SOURCE PASSAGE
------------------------------------------------------------

The next one checks whether that string represents an integer number, without any other leading or trailing characters:

      if string.find(s, "^[+-]?%d+$") then ...

The caret and dollar signs are magic only when used in the beginning or end of the pattern. Otherwise, they act as regular characters matching themselves.

Another item in a pattern is ’%b’, which matches balanced strings. We write this item as ’%bxy’, where x and y are any two distinct characters; the x acts as an opening character and the y as the closing one. For instance, the pattern ’%b()’ matches parts of the string that start with a left parenthesis and finish at the respective right one:

      s = "a (enclosed (in) parentheses) line"
      print((string.gsub(s, "%b()", "")))     --> a  line

Typically, we use this pattern as ’%b()’, ’%b[]’, ’%b{}’, or ’%b<>’, but we can use any two distinct characters as delimiters.

Finally, the item ’%f[char-set]’ represents a frontier pattern. It matches an empty string only if the next character is in char-set but the previous one is not:

      s = "the anthem is the theme"
      print((string.gsub(s, "%f[%w]the%f[%W]", "one")))
        --> one anthem is one theme

The pattern ’%f[%w]’ matches a frontier between a non-alphanumeric and an alphanumeric character, and the pattern ’%f[%W]’ matches a frontier between an alphanumeric and a non-alphanumeric character. Therefore, the given pattern matches the string "the" only as an entire word. Note that we must write the char-set inside brackets, even when it is a single class.

The frontier pattern treats the positions before the first and after the last characters in the subject string as if they had the null character (ASCII code zero). In the previous example, the first "the" starts with a frontier between a null character, which is not in the set ’[%w]’, and a t, which is.

------------------------------------------------------------

TASKS FOR THIS EXERCISE
A - According to the passage on Lua patterns, what character does the frontier pattern assume sits before the first and after the last character of the subject string?
B - Decide whether each statement agrees with the passage on Lua patterns, quoting the words that settle it: (i) The caret and dollar signs are magic wherever they appear in a pattern. (ii) The '%b' item can take any two distinct characters as delimiters. (iii) A frontier pattern whose char-set is a single class may be written without brackets.
C - Write the next part of the passage on Lua patterns, picking up after its final sentence.
The records that follow have no connection to the passage on Lua patterns.

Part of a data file
------------------------------------------------------------

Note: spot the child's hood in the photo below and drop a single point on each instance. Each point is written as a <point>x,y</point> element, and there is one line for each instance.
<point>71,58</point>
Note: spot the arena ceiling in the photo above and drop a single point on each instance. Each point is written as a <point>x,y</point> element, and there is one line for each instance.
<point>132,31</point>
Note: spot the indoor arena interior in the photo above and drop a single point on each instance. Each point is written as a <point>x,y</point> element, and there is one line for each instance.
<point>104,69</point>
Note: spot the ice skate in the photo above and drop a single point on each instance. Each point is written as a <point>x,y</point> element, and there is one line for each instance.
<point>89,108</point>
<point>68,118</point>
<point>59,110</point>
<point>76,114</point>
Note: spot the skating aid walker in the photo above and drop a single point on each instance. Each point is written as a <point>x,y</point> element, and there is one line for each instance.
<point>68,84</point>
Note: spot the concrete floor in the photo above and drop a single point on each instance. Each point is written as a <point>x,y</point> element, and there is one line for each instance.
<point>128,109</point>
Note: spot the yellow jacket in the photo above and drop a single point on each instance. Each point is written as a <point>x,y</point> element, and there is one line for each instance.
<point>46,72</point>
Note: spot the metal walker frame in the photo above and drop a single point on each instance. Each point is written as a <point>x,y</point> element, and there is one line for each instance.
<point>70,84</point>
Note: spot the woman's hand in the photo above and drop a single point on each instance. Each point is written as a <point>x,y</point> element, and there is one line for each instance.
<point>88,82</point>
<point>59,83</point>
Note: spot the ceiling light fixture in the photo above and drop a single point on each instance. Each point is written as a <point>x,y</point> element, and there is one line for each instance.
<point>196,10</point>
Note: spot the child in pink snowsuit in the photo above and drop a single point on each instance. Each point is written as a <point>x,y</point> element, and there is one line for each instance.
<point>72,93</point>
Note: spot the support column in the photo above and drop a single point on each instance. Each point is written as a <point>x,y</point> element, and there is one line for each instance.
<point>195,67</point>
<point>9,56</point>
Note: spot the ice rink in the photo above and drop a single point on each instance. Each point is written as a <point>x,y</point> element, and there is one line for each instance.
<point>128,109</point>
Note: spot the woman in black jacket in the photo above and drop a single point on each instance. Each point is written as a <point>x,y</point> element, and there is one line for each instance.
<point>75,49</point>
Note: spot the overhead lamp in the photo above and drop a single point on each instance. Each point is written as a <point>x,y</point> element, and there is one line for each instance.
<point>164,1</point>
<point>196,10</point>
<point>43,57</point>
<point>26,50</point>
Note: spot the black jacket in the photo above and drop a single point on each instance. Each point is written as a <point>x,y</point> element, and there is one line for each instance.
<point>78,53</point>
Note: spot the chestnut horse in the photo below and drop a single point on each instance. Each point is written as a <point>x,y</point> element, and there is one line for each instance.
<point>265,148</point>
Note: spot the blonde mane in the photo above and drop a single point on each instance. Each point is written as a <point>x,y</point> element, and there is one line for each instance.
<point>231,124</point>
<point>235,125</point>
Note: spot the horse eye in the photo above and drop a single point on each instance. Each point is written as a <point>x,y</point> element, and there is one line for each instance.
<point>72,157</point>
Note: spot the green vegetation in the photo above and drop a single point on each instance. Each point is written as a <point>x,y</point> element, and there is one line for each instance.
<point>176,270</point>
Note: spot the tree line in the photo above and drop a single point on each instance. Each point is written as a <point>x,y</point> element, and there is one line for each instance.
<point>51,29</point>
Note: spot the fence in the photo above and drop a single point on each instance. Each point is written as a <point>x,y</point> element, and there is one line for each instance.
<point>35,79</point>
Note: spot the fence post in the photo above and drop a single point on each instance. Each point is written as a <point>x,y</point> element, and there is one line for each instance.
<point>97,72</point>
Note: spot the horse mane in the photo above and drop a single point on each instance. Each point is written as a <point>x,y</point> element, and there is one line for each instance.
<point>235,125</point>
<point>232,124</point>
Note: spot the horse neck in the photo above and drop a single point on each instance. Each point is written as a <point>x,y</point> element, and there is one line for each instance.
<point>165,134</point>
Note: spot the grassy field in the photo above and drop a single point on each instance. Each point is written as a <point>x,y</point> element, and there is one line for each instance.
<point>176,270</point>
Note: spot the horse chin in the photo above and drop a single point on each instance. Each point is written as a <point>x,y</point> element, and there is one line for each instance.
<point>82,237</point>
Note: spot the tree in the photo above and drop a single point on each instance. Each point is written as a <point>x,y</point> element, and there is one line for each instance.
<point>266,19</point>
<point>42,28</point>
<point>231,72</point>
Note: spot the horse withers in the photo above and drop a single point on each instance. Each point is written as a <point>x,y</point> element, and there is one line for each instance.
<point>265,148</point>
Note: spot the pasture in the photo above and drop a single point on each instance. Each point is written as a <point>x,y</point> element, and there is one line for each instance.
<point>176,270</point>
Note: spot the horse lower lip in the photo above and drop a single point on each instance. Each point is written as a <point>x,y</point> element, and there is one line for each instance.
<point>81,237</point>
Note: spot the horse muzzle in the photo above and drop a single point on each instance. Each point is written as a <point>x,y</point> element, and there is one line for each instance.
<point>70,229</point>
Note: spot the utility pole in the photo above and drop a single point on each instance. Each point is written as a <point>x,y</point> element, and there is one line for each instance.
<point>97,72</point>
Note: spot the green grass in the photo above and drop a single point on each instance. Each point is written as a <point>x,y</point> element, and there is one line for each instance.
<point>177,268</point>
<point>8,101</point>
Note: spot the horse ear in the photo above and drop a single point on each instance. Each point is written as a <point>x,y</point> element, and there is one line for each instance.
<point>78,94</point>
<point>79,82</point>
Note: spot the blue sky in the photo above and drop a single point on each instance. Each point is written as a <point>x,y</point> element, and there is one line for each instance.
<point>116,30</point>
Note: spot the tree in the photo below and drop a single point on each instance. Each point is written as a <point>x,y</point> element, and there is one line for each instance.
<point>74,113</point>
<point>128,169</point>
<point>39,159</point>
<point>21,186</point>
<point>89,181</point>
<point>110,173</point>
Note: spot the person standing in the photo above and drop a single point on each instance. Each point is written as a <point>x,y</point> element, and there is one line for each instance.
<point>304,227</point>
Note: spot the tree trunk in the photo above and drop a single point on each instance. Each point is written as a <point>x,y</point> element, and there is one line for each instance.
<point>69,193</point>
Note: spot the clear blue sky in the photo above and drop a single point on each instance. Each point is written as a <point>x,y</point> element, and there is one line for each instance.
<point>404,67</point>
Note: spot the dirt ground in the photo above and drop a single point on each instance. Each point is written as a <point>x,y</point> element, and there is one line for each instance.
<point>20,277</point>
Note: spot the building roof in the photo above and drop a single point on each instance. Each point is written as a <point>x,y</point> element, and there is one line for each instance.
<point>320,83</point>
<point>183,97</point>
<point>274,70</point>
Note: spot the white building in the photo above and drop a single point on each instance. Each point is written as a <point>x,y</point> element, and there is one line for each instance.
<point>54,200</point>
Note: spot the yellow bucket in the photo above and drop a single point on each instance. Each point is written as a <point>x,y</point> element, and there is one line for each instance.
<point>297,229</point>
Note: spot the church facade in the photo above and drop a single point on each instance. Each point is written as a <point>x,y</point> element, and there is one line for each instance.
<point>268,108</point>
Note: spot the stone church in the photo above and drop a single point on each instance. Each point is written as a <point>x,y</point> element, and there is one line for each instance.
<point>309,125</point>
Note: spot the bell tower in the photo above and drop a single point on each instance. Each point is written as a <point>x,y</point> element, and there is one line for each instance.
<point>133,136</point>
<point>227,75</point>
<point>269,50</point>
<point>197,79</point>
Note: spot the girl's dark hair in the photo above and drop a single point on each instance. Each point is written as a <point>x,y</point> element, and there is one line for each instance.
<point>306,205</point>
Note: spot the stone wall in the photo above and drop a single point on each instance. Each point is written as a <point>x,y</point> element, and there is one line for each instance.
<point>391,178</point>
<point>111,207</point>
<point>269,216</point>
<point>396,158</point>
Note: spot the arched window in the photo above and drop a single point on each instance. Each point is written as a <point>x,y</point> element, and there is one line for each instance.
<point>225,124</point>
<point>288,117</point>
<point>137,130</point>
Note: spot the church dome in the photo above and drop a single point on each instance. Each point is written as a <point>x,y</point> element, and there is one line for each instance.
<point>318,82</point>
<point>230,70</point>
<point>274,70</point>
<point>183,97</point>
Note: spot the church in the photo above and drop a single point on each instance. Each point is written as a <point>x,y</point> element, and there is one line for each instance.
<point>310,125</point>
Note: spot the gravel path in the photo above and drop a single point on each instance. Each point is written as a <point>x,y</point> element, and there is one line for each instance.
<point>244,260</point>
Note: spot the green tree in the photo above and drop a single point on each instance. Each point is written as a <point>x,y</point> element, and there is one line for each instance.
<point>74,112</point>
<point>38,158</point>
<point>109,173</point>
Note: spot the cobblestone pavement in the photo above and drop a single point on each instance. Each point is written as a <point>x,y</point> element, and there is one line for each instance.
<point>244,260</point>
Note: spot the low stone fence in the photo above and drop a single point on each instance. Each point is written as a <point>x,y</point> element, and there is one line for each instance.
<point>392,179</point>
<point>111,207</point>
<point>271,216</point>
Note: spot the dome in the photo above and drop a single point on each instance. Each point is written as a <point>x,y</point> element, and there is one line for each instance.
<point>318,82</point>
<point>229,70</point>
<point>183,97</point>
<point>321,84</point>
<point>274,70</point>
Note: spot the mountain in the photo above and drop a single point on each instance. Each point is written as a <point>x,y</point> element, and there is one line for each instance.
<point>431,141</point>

------------------------------------------------------------

WRITTEN RESPONSES
A - The null character (ASCII code zero).

B -
(i) No: "The caret and dollar signs are magic only when used in the beginning or end of the pattern."
(ii) Yes: "we can use any two distinct characters as delimiters."
(iii) No: "we must write the char-set inside brackets, even when it is a single class."

C -
Captures

The capture mechanism allows a pattern to yank parts of the subject string that match parts of the pattern for further use. We specify a capture by writing the parts of the pattern that we want to capture between parentheses.

When a pattern has captures, the function string.match returns each captured value as a separate result; in other words, it breaks a string into its captured parts.

      pair = "name = Anna"
      key, value = string.match(pair, "(%a+)%s*=%s*(%a+)")
      print(key, value)  --> name  Anna

The pattern ’%a+’ specifies a non-empty sequence of letters; the pattern ’%s*’ specifies a possibly empty sequence of spaces. So, in the example above, the whole pattern specifies a sequence of letters, followed by a sequence of spaces, followed by an equals sign, again followed by spaces, plus another sequence of letters. Both sequences of letters have their patterns enclosed in parentheses, so that they will be captured if a match occurs. Below is a similar example:

      date = "Today is 17/7/1990"
      d, m, y = string.match(date, "(%d+)/(%d+)/(%d+)")
      print(d, m, y)  --> 17  7  1990

In this example, we use three captures, one for each sequence of digits.

In a pattern, an item like ’%n’, where n is a single digit, matches only a copy of the n-th capture. As a typical use, suppose we want to find, inside a string, a substring enclosed between single or double quotes. We could try a pattern such as ’["'].-["']’, that is, a quote followed by anything followed by another quote; but we would have problems with strings like "it's all right". To solve this problem, we can capture the first quote and use it to specify the second one:

      s = [[then he said: "it's all right"!]]
      q, quotedPart = string.match(s, "([\"'])(.-)%1")
      print(quotedPart)   --> it's all right
      print(q)            --> "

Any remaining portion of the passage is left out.